● PROBLEM DETAILS
Each line from the one containing "Each instance of the wood pile" onward, through the end of the entries, is to be transcribed exactly; nothing else is to be included.

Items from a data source
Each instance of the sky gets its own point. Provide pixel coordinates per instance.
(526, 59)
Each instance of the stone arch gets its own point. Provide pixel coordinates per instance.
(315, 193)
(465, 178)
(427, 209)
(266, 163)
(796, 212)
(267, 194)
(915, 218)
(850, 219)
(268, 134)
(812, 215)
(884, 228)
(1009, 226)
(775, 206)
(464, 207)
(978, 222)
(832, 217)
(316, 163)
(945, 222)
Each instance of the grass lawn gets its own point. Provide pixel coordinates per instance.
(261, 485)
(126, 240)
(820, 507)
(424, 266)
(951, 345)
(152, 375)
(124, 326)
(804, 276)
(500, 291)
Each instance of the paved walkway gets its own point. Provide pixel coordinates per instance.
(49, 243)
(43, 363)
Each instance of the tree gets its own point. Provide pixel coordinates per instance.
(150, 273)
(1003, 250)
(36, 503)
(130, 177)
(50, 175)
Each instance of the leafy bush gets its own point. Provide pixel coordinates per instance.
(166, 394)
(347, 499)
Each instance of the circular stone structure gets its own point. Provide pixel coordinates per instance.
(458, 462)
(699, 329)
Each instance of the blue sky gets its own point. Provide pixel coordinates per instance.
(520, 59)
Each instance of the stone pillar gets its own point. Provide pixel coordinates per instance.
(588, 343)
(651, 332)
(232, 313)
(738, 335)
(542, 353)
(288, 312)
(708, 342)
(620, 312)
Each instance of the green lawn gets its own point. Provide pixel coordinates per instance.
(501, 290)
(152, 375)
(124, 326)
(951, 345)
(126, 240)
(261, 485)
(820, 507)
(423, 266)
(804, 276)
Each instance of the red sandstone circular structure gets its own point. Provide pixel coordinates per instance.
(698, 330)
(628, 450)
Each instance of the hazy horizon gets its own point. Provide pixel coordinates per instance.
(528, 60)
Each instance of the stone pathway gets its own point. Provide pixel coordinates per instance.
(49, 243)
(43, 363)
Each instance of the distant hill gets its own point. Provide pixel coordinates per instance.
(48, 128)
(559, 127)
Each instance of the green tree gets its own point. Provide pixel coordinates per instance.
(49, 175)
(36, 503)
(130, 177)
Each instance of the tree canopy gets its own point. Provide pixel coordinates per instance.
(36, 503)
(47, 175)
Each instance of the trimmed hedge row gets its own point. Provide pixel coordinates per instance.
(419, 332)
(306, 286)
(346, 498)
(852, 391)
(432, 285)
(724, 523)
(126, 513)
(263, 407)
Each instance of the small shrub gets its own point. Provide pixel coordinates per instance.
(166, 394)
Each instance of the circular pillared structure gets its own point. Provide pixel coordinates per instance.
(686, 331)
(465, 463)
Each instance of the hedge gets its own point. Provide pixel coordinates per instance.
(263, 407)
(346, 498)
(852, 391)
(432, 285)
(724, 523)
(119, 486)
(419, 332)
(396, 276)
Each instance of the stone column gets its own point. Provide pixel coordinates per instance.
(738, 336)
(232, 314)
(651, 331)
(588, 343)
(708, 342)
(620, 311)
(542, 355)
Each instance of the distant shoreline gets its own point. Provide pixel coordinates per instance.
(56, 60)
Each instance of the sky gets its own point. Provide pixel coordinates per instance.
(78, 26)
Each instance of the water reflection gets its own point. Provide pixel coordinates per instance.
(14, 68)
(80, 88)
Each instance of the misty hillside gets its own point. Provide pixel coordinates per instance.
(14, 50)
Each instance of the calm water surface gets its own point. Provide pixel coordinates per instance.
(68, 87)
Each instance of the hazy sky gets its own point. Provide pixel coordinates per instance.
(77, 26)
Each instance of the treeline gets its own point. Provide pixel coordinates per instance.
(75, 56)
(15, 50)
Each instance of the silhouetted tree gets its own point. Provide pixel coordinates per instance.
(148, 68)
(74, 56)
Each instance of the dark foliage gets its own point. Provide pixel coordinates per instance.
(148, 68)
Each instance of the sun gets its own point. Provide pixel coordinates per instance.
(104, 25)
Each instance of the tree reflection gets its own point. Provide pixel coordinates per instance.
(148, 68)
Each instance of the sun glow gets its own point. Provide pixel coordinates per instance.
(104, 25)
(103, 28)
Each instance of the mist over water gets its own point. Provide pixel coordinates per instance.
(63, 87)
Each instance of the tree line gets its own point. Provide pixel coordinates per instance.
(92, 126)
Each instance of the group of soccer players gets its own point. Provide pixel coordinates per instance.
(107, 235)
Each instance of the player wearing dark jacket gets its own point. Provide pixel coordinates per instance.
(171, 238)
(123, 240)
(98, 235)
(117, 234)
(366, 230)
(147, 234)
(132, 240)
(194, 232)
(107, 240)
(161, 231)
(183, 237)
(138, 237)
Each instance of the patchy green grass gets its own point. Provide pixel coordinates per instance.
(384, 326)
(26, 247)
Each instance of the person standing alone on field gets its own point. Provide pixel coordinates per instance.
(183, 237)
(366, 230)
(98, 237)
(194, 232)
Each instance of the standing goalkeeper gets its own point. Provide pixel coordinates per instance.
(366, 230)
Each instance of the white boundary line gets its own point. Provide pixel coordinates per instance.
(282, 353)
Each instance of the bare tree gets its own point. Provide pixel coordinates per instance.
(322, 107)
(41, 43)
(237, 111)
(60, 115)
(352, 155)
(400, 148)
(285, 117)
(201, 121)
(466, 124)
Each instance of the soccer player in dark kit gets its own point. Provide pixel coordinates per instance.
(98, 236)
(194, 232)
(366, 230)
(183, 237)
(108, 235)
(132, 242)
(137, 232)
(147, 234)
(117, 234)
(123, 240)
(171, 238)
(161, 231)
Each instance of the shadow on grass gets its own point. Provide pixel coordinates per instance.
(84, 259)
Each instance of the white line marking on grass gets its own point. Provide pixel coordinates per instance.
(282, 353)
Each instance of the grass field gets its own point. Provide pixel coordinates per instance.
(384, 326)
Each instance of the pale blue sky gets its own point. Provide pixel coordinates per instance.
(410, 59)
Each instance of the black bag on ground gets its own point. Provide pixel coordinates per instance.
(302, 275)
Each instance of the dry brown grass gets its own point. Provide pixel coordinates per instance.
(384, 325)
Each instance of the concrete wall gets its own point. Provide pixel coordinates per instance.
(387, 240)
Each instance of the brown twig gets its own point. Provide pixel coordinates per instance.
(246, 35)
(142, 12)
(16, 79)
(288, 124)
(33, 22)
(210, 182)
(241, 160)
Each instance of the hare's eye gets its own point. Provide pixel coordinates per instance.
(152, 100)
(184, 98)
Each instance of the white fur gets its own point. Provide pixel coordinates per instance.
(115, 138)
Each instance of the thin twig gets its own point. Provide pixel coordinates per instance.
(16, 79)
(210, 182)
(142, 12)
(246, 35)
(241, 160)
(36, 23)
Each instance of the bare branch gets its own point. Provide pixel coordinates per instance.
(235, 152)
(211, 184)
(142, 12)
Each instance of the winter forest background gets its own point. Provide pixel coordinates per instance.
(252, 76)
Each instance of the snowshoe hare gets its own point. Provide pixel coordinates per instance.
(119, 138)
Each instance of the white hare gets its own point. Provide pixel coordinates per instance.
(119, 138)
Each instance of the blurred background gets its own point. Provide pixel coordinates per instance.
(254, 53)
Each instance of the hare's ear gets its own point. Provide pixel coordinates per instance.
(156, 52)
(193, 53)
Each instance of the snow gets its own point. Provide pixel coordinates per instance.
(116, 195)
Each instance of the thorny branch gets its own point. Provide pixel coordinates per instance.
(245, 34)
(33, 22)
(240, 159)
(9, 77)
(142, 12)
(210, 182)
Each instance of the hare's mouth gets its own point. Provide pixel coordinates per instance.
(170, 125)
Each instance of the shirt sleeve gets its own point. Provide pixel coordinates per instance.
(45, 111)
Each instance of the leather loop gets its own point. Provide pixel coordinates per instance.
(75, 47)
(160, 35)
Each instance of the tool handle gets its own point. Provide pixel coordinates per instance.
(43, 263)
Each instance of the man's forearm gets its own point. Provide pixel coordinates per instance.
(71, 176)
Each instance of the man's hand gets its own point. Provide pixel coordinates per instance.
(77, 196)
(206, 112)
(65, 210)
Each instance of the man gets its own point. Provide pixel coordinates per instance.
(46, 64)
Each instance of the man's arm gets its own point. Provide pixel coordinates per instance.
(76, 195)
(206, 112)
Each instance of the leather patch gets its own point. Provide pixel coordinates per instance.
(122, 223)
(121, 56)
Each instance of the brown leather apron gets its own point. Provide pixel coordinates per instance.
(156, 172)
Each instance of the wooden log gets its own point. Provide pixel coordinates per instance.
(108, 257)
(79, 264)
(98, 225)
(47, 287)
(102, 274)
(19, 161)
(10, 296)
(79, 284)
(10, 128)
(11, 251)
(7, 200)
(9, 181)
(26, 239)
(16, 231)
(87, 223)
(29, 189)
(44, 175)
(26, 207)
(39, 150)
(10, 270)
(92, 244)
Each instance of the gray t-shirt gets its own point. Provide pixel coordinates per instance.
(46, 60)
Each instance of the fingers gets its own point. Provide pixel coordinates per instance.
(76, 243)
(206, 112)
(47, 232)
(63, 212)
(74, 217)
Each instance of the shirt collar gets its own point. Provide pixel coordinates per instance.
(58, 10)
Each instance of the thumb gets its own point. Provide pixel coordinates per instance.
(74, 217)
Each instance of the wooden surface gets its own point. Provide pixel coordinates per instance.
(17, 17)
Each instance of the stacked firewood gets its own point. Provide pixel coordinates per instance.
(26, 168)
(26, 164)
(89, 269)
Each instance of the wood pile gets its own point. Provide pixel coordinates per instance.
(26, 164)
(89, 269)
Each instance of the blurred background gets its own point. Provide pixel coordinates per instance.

● ANSWER TO THE EXERCISE
Each instance of the wood pile gets its own point. Provide pixel coordinates per instance.
(26, 164)
(89, 269)
Each instance of the blurred background gets its own point. Provide pixel coordinates per instance.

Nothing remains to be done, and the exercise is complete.